(Challenge) Count how many lines of the entries below contain the string "shelf", with case counting, and reply with that number alone.

(Material supplied)
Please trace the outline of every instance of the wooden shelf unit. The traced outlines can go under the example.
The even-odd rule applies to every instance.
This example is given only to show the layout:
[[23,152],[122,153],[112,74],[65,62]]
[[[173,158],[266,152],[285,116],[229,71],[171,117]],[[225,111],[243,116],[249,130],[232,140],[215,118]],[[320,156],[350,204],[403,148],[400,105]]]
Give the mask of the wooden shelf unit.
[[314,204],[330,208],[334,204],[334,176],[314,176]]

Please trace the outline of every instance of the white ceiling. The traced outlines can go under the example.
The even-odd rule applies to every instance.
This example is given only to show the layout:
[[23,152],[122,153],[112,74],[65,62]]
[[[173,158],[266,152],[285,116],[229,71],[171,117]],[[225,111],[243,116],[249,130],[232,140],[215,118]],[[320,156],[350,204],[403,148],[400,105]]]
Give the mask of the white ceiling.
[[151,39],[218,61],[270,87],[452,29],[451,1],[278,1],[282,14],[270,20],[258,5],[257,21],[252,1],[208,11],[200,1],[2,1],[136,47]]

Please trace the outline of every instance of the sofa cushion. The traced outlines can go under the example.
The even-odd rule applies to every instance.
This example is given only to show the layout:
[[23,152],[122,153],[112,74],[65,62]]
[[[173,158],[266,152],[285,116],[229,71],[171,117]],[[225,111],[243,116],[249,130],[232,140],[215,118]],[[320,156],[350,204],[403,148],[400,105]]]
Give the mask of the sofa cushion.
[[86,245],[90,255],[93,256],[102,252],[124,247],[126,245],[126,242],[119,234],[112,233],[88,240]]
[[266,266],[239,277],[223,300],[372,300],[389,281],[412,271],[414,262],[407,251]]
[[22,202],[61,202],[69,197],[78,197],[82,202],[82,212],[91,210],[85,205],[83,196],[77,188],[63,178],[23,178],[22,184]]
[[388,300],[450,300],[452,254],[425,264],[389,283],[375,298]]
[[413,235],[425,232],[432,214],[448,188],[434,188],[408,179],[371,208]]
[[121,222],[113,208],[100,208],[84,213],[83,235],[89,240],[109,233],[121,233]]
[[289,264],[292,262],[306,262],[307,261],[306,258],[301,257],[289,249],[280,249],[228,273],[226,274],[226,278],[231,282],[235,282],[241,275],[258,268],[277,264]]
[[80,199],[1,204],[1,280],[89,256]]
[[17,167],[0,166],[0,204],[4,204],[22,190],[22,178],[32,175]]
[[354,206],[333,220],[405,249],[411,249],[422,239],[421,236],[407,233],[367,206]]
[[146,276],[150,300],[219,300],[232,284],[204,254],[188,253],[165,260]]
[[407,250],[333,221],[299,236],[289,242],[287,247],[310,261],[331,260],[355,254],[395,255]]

(Expected answer) 2